Textblock
Denkmaldatenbank

Bauten auf dem Friedhof Heerstraße

Obj.-Dok.-Nr. 09040091,T
Bezirk Charlottenburg-Wilmersdorf
Ortsteil Westend
Adressen Trakehner Allee 1
Denkmalart Gesamtanlage
Sachbegriff Friedhofskapelle & Verwaltungsgebäude & Blumenhalle & Tor & Einfriedung
Datierung 1921-1924
Entwurf Blunck, Erich (Architekt)

Für den Friedhof Heerstraße, Trakehner Allee 1, entwarf Regierungsrat Erich Blunck die Friedhofsgebäude. (1) Kapelle, Verwaltungsbau und Blumenhaus, die zeitgleich mit der Anlage des Friedhofs 1921-24 entstanden, liegen entlang der Trakehner Allee. Sie stehen für eine konzeptionell gelungene architektonische Einpassung in die gartenkünstlerische Friedhofsanlage mit ihrer stark bewegten Topographie. Sie erfuhren allerdings 1935-36 im Zusammenhang mit dem Ausbau des Reichssportfeldes für die Olympischen Spiele zum Teil starke Veränderungen, für die Karl Schellberg von der Preußischen Staatshochbauverwaltung verantwortlich zeichnete. Nordöstlich der Friedhofsverwaltung liegt die Friedhofskapelle landschaftlich reizvoll oberhalb des Sausuhlensees. Für ihren Bauplatz wurde die höchste Erhebung des stark abfallenden Geländes gewählt, wodurch der würfelförmige zweigeschossige Backsteinbau noch wuchtiger in Erscheinung tritt. War doch die Maßstabsteigerung Erich Bluncks (2) hier Leitmotiv. Dazu diente auch die steil aufragende konvexe Dachpyramide, die 1935 auf direkte Anordnung Adolf Hitlers abgetragen und durch ein flaches Zeltdach ersetzt wurde. Das weithin sichtbare hohe Dach störte die gewünschte monumentale Wirkung des nahen Olympiastadions. Auch nahmen wohl die Nationalsozialisten an der Interkonfessionalität des Friedhofs mit vielen jüdischen Grabstätten Anstoß. Weitere bauliche Veränderungen ließen die Kapelle noch blockhafter und kubischer erscheinen. So wurden unter anderem das Pultdach der dreiseitig umlaufenden Wartehalle durch ein Flachdach ersetzt, ihre ursprünglich halbrunden kleinen Öffnungen in hohe Spitzbogenarkaden umgebaut, wodurch der expressionistische Bau gotisierender wirkt. Hinzu kam über den Arkaden ein neuer schmaler Umgang mit Brüstung, der einst über eine gewölbte Brücke von der Trakehner Allee her für Besucher des Reichssportfeldes zugänglich gemacht wurde, um ihnen hier eine attraktive Aussicht auf den Sausuhlensee zu bieten. Als einziger plastischer Schmuck kamen nach der Entfernung der Eckbekrönung neben?? vier Engeln zwischen den Arkadenbögen expressiv gestaltete Reliefköpfe von Paul Wynand hinzu, die Christus mit Dornenkrone und trauernde Apostel darstellen. Im Untergeschoss, das an der Talseite des Geländes auf drei Seiten als Vollgeschoss in Erscheinung tritt, liegt die Leichenhalle an der Zufahrt.

Bereitgestellte Daten
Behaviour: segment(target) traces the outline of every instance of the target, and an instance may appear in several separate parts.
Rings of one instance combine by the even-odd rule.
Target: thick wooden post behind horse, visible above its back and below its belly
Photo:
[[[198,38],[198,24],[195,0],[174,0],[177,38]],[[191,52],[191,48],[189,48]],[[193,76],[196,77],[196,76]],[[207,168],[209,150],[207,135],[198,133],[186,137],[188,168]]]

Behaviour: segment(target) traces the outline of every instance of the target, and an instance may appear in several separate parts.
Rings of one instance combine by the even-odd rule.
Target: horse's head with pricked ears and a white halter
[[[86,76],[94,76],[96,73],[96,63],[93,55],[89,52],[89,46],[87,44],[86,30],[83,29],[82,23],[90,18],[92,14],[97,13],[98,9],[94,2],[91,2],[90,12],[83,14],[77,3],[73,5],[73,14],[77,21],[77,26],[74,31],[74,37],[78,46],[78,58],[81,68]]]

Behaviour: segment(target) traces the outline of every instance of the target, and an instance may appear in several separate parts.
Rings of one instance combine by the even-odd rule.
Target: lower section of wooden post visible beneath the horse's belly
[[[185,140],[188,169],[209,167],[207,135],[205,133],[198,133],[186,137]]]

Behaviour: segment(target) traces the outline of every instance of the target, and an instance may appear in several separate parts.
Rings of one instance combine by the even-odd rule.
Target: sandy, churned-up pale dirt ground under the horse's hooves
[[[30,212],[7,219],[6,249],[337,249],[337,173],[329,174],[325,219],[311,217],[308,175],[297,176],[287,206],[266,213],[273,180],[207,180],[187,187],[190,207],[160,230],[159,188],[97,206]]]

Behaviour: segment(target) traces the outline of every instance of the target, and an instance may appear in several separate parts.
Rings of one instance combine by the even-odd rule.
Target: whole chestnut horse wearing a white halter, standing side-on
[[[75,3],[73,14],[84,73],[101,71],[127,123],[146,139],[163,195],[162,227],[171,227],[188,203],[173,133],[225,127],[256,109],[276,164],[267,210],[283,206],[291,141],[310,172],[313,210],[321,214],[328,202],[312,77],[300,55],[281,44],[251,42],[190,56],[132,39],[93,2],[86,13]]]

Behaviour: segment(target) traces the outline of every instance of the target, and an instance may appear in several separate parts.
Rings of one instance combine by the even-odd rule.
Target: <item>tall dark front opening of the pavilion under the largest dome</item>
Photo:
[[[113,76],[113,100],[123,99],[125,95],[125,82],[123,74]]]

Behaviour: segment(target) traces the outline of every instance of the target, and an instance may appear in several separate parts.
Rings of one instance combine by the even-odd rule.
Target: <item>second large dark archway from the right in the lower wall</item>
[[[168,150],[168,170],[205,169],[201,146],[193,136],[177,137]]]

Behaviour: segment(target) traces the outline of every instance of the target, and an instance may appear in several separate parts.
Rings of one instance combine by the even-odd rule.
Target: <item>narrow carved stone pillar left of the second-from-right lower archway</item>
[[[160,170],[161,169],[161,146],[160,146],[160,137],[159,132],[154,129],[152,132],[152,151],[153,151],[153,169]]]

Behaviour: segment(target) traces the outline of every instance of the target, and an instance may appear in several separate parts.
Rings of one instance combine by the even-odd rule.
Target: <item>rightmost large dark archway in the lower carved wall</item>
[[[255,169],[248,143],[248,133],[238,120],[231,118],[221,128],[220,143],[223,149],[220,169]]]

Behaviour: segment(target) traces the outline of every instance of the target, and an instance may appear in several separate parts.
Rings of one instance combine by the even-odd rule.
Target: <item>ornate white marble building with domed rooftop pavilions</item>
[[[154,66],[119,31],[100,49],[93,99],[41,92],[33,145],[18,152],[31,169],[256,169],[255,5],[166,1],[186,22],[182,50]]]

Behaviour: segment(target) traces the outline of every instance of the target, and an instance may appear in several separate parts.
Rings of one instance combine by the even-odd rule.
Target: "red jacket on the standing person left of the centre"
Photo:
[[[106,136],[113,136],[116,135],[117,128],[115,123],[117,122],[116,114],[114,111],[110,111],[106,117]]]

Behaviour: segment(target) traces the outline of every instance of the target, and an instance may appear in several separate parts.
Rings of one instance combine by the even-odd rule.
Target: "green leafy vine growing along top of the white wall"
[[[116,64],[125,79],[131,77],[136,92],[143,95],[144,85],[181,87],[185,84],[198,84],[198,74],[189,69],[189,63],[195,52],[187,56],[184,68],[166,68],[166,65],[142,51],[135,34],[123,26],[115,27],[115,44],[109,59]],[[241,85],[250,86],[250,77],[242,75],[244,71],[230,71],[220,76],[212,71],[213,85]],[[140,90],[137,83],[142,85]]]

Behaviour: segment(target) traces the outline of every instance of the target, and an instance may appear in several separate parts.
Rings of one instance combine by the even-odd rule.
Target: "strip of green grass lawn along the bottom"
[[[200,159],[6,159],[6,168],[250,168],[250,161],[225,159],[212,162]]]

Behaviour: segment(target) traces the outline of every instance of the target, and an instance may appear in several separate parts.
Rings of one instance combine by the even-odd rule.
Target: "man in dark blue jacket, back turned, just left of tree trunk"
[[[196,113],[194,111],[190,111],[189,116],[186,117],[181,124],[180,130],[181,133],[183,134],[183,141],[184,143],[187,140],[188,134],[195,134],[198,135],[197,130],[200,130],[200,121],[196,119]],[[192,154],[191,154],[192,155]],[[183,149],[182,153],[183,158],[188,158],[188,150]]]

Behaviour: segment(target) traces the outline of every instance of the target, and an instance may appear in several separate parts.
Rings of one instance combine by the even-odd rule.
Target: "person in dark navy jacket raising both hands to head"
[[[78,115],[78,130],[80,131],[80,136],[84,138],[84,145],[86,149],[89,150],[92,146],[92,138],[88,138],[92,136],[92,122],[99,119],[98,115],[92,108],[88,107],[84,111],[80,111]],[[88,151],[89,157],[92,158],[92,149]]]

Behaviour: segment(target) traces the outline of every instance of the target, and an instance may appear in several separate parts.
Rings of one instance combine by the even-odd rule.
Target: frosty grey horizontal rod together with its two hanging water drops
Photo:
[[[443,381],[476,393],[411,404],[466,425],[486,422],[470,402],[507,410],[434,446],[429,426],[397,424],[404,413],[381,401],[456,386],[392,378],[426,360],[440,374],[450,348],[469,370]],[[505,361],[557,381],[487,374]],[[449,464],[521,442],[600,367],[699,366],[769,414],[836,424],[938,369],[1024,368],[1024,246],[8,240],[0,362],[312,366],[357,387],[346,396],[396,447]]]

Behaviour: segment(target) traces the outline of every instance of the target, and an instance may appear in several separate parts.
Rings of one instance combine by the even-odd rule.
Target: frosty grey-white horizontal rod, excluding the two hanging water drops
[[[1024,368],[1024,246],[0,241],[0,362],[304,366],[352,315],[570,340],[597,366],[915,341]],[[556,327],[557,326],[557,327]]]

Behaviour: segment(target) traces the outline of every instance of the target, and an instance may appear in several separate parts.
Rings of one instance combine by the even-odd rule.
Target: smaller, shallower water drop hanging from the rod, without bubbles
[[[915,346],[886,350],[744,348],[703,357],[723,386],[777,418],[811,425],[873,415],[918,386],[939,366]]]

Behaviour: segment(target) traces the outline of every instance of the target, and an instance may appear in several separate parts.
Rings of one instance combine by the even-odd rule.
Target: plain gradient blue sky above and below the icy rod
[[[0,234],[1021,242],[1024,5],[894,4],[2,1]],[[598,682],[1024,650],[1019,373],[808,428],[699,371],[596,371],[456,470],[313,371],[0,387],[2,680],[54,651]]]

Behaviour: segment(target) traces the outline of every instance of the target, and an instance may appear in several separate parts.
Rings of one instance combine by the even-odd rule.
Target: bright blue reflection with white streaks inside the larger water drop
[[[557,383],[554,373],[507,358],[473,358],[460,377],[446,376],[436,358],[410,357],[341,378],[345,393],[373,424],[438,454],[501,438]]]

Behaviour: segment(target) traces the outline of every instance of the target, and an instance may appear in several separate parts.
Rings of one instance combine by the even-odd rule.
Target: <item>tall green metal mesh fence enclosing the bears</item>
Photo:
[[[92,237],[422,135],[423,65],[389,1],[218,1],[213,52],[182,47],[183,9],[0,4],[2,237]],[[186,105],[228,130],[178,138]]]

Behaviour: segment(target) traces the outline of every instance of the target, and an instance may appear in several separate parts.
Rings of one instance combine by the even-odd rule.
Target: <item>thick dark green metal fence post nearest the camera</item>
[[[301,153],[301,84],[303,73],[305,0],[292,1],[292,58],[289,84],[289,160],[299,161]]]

Gelesenes anwenden
[A] Wer war laut dem Text über die Bauten auf dem Friedhof Heerstraße für die Veränderungen von 1935–36 verantwortlich?
[B] Greifen Sie den Text über die Bauten auf dem Friedhof Heerstraße nach seinem letzten Satz auf und führen Sie ihn weiter.

Ergebnisse je Aufgabe
[A] Karl Schellberg von der Preußischen Staatshochbauverwaltung.

[B]
Das prachtvolle Innere der Kapelle ist durch den Umbau nicht wesentlich verändert worden. In den hohen kubischen Kapellensaal mit Kassettendecke ist durch Eckeinsprünge ein griechisches Kreuz eingeschrieben. Würfelform und Kreuz symbolisieren Unendlichkeit und Auferstehung, vermitteln den Trauernden Trost. Auch die kräftige himmelblaue Farbgebung der Oberwände versinnbildlicht das Jenseits. Sie wurde - wie die übrige Ausmalung - in den 1980er Jahren in Anlehnung an die ursprüngliche Farbgestaltung Max Kutschmanns erneuert. Zum wenigen Schmuck gehören eine Engelgruppe über dem Sarkophag-Platz von Hermann Hosäus sowie das Gitter am Umgang auf halber Höhe vom Kunstschmied Julius Schramm. Auch die halbrunde Terrasse mit der breiten Freitreppe, auf der sich die Kapelle erhebt, bekam damals eine neue Gestalt. Sie wurde in eine rechteckige, bastionsartige Substruktur mit einer Kalksteinbossenmauer umgewandelt. Nach Kriegsbeschädigungen stellte 1948 Oberbaurat Bickel entsprechend dem Umbau von 1935/36 den Friedhofsbau wieder her, der zu den größten Kapellen auf den städtischen Friedhöfen Berlins zählt. Von ihrer kubischen Gestalt geht, auch kraft der Überformung, eine monumentale Würde und Symbolik aus.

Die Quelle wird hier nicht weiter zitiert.